The records below are to be restated word for word, with their images omitted.

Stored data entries

━━━━━━━━━━━━━━━━

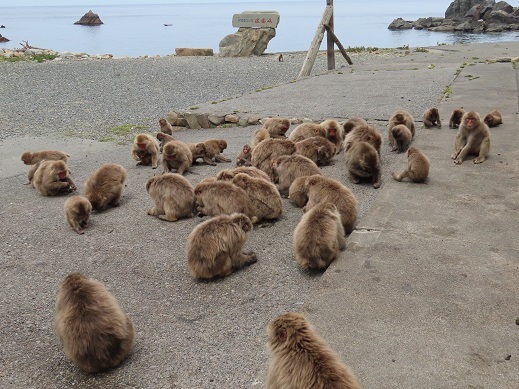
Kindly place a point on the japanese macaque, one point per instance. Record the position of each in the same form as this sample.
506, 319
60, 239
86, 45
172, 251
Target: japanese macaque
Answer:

━━━━━━━━━━━━━━━━

→ Solution:
Kindly place a point on the japanese macaque, one point per instance. Record the position of each in the same form as this sample.
506, 319
60, 239
86, 45
172, 251
Target: japanese macaque
Answer:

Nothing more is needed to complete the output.